→ **Selected extract**
# Enhanced Way Tagged Cache Design Using Partial Tag Bloom Filter for Low Level (L2) Cache

### Shaima Ibrahim<sup>1</sup>, Sumi Babu<sup>2</sup>

<sup>1</sup>PG Scholar,ICET <sup>2</sup>Assistant Professor, ICET

Abstract: High-performance microprocessors utilize cache write-through policy for performance improvement, at the same time achieving good tolerance to soft errors in on-chip caches. Write-through policy also consumes large power due to the increased access to caches in different level during write operation. The objective of this paper is to improve the energy efficiency of write-through caches as well as improving the access time with a new cache architecture referred as way tagged cache. Many high performance microprocessor designs have chosen the write-through policy by maintaining the way tags of L2 cache in the L1 cache during read operations, proposed method uses L2 cache to work in an equivalent direct-mapping manner during write hits, which account for the majority of L2 cache accesses. During read operation, the way tag of the L2 cache information is available in L1 cache. In the proposed method, partial tag partially matches the incoming address with the cache line address. If the partial tag gives matches then full tag comparison will be performed. If no match is found, then the cache line(s) is not associated with the incoming address. Due to this the way-tag technique enables L2 cache to work in an equivalent direct mapping manner during write hits when the cache data compared with the input data, and it leads to reduce the significant energy without performance degradation and the access time. While the corresponding way tag information is not available in the way-tag arrays for read misses, therefore all the ways in the L2 cache are activated simultaneously under read misses.

Keywords: Multi level Cache, write-through policy, write- back policy

# 1. Introduction

On-chip cache has been used in microprocessor and it achieves high memory performance and low energy consumption. There are two operations associated with a cache memory-read and write operation. In memory hierarchy write-through and write back polices are commonly used. In a write back policy, if the data is updated to the cache, those data's are not immediately updated to the main memory. Those data will be updated to the main memory only when the data is replaced from the cache. In write through policy, if the data is written (or) updated to the cache, immediately the same data will be updated to the main memory. Due to this during the life time execution the write-through policy keep the identical data copies.

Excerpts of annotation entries
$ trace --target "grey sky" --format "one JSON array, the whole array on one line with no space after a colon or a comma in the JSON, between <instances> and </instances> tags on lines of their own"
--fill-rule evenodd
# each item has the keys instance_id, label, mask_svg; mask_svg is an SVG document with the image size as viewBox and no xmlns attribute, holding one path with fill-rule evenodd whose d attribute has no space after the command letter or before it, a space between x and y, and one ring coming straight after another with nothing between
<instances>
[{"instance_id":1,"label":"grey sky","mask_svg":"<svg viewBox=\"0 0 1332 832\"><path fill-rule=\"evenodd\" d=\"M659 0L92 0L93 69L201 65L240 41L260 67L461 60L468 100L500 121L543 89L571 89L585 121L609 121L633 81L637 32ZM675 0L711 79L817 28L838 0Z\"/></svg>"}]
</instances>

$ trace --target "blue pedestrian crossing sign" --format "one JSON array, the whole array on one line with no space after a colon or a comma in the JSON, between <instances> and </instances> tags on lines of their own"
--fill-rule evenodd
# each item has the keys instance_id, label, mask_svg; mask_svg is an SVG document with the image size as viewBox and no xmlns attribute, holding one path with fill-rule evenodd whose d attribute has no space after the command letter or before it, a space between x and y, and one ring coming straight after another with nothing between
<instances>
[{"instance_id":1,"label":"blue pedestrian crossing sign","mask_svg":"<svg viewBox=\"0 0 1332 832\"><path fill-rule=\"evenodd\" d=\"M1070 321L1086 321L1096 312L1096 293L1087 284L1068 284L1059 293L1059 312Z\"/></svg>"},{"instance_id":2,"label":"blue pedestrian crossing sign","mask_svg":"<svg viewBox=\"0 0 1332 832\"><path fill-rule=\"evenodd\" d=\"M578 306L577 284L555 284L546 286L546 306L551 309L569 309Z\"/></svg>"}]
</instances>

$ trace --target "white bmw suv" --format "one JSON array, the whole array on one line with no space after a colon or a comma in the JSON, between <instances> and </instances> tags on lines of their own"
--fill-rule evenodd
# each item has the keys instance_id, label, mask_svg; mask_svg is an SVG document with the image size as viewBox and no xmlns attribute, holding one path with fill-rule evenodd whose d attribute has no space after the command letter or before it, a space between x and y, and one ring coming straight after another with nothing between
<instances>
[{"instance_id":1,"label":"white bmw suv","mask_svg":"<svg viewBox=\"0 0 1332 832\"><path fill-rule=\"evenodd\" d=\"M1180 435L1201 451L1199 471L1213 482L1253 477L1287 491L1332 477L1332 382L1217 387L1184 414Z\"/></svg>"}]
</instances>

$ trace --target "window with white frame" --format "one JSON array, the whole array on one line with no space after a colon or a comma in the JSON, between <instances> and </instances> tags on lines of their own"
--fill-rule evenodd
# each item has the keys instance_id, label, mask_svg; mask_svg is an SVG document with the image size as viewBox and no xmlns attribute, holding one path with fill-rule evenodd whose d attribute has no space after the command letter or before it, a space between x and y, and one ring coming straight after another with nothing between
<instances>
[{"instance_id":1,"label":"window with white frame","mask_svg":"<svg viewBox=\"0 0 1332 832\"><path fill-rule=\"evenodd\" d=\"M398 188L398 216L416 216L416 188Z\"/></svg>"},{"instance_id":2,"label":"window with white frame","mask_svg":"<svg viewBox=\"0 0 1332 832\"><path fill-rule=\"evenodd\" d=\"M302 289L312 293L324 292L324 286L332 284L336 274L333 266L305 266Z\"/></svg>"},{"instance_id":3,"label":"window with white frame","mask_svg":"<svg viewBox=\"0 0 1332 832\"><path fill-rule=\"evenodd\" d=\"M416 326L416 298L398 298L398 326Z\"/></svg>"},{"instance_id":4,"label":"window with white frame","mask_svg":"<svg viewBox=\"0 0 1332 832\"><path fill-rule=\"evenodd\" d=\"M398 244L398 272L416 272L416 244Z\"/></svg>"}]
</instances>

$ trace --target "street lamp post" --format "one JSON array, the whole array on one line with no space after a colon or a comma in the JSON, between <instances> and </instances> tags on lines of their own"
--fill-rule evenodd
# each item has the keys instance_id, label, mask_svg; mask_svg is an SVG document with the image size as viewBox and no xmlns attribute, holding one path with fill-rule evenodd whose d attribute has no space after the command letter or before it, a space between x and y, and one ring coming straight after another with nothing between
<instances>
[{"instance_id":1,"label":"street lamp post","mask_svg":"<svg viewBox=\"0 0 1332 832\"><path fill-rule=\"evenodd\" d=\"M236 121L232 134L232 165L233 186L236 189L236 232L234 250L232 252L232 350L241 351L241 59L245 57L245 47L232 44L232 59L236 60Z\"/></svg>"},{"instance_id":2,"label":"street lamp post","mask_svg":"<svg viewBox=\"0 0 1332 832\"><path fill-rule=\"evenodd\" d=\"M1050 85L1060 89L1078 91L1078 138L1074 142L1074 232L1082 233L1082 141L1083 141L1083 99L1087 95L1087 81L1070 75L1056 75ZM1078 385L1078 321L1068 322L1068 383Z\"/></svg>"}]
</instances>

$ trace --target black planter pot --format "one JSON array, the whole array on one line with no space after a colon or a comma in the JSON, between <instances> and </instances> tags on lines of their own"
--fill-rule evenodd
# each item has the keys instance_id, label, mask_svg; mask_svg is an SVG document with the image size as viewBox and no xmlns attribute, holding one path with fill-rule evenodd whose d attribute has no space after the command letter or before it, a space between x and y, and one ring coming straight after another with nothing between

→ **Things to do**
a. List the keywords given in the way-tagged cache paper.
b. According to the way-tagged cache paper, when is data updated in the cache under a write back policy written to main memory?
c. Give a continuation of the way-tagged cache paper, picking up after its last sentence.

→ **Answer list**
a. Multi level Cache, write-through policy, write-back policy

b. Only when the data is replaced from the cache.

c.
High-performance microprocessors employ cache writethrough policy for performance improvement at the same time achieving good tolerance to soft errors in on-chip caches. Due to the increased access to caches in different level during write operation write-through policy also consumes large power. Here an efficient cache design referred to as way-tagged cache with partial tag comparison which minimizes the access time without any performance degradation.

# 2. Cache Memory Basics

The memory hierarchy of a processor that includes the processor core, cache memory, RAM, hard disk and other lower levels of memory. Cache memory is called CPU memory, is a RAM (Random Access Memory) that can access the data more quickly as compared to the regular RAM. Sometimes it is typically integrated directly with the CPU chip or placed on a separate chip and connected with the CPU through a separate bus interconnect.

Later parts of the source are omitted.